# DATA IN THIS EXERCISE
___

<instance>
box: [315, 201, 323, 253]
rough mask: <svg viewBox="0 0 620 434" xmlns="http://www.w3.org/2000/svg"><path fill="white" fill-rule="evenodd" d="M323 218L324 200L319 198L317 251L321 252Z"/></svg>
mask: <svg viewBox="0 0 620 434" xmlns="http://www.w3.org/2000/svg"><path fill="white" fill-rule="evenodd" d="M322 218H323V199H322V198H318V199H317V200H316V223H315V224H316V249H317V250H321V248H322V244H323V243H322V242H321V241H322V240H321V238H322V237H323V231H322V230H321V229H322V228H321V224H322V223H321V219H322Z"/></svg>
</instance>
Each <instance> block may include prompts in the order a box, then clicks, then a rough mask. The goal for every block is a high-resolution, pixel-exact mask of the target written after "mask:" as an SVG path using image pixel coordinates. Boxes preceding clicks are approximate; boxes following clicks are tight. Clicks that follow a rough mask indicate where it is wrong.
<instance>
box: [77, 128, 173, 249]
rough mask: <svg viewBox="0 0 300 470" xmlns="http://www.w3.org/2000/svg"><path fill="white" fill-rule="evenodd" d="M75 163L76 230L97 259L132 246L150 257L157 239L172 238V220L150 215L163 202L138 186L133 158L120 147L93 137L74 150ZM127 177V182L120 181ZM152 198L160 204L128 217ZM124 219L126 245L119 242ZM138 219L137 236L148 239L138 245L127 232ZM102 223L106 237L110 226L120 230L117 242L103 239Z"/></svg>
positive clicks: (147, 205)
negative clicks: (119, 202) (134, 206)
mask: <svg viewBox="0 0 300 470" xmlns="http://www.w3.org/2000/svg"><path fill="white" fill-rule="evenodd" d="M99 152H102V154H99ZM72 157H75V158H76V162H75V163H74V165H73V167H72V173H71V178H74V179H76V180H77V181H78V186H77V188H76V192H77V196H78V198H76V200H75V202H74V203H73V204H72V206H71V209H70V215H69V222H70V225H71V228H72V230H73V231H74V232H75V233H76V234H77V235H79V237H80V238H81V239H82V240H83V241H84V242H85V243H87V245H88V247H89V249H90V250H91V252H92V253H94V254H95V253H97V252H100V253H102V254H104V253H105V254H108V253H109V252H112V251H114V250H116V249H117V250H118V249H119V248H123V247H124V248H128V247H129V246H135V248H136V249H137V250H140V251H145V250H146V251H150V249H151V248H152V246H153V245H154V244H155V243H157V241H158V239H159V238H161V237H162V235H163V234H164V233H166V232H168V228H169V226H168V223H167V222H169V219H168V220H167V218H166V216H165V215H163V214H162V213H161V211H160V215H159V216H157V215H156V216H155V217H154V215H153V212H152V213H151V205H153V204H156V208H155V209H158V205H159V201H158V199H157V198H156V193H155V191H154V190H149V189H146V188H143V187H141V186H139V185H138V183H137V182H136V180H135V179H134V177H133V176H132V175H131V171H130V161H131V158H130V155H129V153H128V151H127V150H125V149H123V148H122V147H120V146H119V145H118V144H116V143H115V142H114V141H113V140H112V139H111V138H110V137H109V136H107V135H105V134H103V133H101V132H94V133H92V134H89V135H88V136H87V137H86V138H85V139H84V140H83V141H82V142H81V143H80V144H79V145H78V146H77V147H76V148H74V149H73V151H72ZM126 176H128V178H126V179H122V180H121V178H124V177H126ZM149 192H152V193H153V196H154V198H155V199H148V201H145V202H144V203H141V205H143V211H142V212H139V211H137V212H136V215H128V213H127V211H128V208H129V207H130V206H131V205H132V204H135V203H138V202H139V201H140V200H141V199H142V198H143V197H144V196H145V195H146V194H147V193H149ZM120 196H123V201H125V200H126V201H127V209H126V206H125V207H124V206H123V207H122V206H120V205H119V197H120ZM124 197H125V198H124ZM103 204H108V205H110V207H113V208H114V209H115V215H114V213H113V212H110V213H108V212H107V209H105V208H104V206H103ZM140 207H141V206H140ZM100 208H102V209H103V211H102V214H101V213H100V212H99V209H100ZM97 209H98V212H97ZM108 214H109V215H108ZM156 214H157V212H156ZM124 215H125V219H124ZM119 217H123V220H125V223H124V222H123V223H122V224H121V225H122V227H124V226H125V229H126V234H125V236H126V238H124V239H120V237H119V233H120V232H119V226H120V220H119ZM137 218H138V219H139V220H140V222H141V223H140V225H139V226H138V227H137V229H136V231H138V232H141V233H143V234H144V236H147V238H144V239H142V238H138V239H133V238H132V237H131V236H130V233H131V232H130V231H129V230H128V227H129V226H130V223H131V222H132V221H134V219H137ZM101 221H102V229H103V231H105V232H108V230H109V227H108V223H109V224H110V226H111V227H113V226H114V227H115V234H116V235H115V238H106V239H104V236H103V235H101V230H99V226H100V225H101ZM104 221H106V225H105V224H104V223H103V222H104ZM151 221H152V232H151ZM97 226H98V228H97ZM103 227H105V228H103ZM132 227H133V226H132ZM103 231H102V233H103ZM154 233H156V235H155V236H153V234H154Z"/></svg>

___

# WHAT YOU SHOULD DO
Print every record above once more, exactly as written.

# OUTPUT FOR THIS EXERCISE
<instance>
box: [315, 201, 323, 253]
rough mask: <svg viewBox="0 0 620 434" xmlns="http://www.w3.org/2000/svg"><path fill="white" fill-rule="evenodd" d="M323 218L324 200L319 198L317 251L321 252Z"/></svg>
mask: <svg viewBox="0 0 620 434" xmlns="http://www.w3.org/2000/svg"><path fill="white" fill-rule="evenodd" d="M322 218H323V199H322V198H318V199H317V200H316V223H315V224H316V249H317V250H321V248H322V244H323V243H322V242H321V241H322V240H321V238H322V237H323V231H322V230H321V229H322V228H321V224H322V223H321V219H322Z"/></svg>
</instance>
Each <instance> block may include prompts in the order a box, then clicks, then a rough mask. The goal for every block is a high-resolution, pixel-exact mask of the target written after "mask:" as an SVG path using image pixel coordinates. Boxes preceding clicks are approximate; boxes following clicks are tight. Clicks that follow a rough mask indicate where it is wrong.
<instance>
box: [77, 128, 173, 249]
rough mask: <svg viewBox="0 0 300 470" xmlns="http://www.w3.org/2000/svg"><path fill="white" fill-rule="evenodd" d="M75 163L76 230L97 259L132 246L150 257L157 239L172 238V220L150 215L163 202L138 186L133 158L120 147L93 137L74 150ZM127 177V182L120 181ZM152 198L160 204L128 217ZM124 219L126 245L119 242ZM138 219L137 236L148 239L138 245L127 232ZM102 223L106 237L110 226L120 230L117 242L103 239Z"/></svg>
positive clicks: (147, 205)
negative clicks: (119, 202) (134, 206)
mask: <svg viewBox="0 0 300 470" xmlns="http://www.w3.org/2000/svg"><path fill="white" fill-rule="evenodd" d="M99 152H102V154H99ZM72 157H75V158H76V162H75V163H74V165H73V167H72V173H71V178H74V179H76V180H77V181H78V186H77V188H76V192H77V196H78V198H76V200H75V202H74V203H73V204H72V206H71V209H70V215H69V222H70V225H71V228H72V230H73V231H74V232H75V233H76V234H77V235H79V237H80V238H81V239H82V240H83V241H84V242H85V243H87V245H88V247H89V249H90V250H91V252H92V253H94V254H95V253H97V252H100V253H102V254H104V253H105V254H108V253H109V252H112V251H114V250H116V249H117V250H118V249H119V248H123V247H124V248H128V247H129V246H135V248H136V249H137V250H140V251H145V250H146V251H150V249H151V248H152V246H153V245H154V244H155V243H157V241H158V239H159V238H161V237H162V235H163V234H164V233H166V232H168V228H169V226H168V223H167V222H169V219H168V220H167V218H166V216H165V215H163V214H162V213H161V211H160V215H159V216H157V215H156V216H155V217H154V215H153V212H152V213H151V205H153V204H156V208H155V209H158V205H159V201H158V199H157V198H156V193H155V191H154V190H149V189H146V188H143V187H141V186H139V185H138V183H137V182H136V180H135V179H134V177H133V176H132V175H131V171H130V161H131V158H130V155H129V153H128V151H127V150H125V149H123V148H122V147H120V146H119V145H118V144H116V143H115V142H114V141H113V140H112V139H111V138H110V137H109V136H107V135H105V134H103V133H101V132H94V133H92V134H89V135H88V136H87V137H86V138H85V139H84V140H83V141H82V142H81V143H80V144H79V145H78V146H77V147H76V148H74V149H73V151H72ZM126 176H128V178H126V179H122V180H121V178H124V177H126ZM149 192H152V193H153V196H154V198H155V199H148V201H145V202H144V203H141V205H143V211H142V212H139V211H137V212H136V215H128V213H127V211H128V208H129V207H130V206H131V205H132V204H135V203H138V202H139V201H140V200H141V199H142V198H143V197H144V196H145V195H146V194H147V193H149ZM120 196H123V201H125V200H126V201H127V209H126V206H125V207H124V206H123V207H122V206H120V205H119V197H120ZM124 197H125V198H124ZM103 204H108V205H110V207H113V208H114V209H115V215H114V213H113V212H110V213H108V212H107V209H105V208H104V206H103ZM140 207H141V206H140ZM100 208H102V209H103V211H102V214H101V213H100V212H99V209H100ZM97 209H98V212H97ZM108 214H109V215H108ZM156 214H157V212H156ZM124 215H125V219H124ZM119 217H123V220H125V223H124V222H123V223H122V224H121V225H122V227H124V226H125V229H126V234H125V236H126V238H124V239H120V237H119V233H120V232H119V226H120V220H119ZM137 218H138V219H139V220H140V222H141V223H140V225H139V226H138V227H137V229H136V231H138V232H141V233H143V234H144V236H147V238H144V239H142V238H138V239H133V238H132V237H131V236H130V233H131V232H130V231H129V230H128V227H129V226H130V223H131V222H132V221H134V219H137ZM101 221H102V229H103V231H105V232H108V230H109V227H108V223H109V224H110V226H111V227H113V226H114V227H115V234H116V235H115V238H106V239H104V236H103V235H101V230H99V226H100V225H101ZM104 221H106V225H105V224H104V223H103V222H104ZM151 221H152V232H151ZM97 226H98V228H97ZM103 227H105V228H103ZM132 227H133V226H132ZM103 231H102V233H103ZM154 233H156V235H155V236H153V234H154Z"/></svg>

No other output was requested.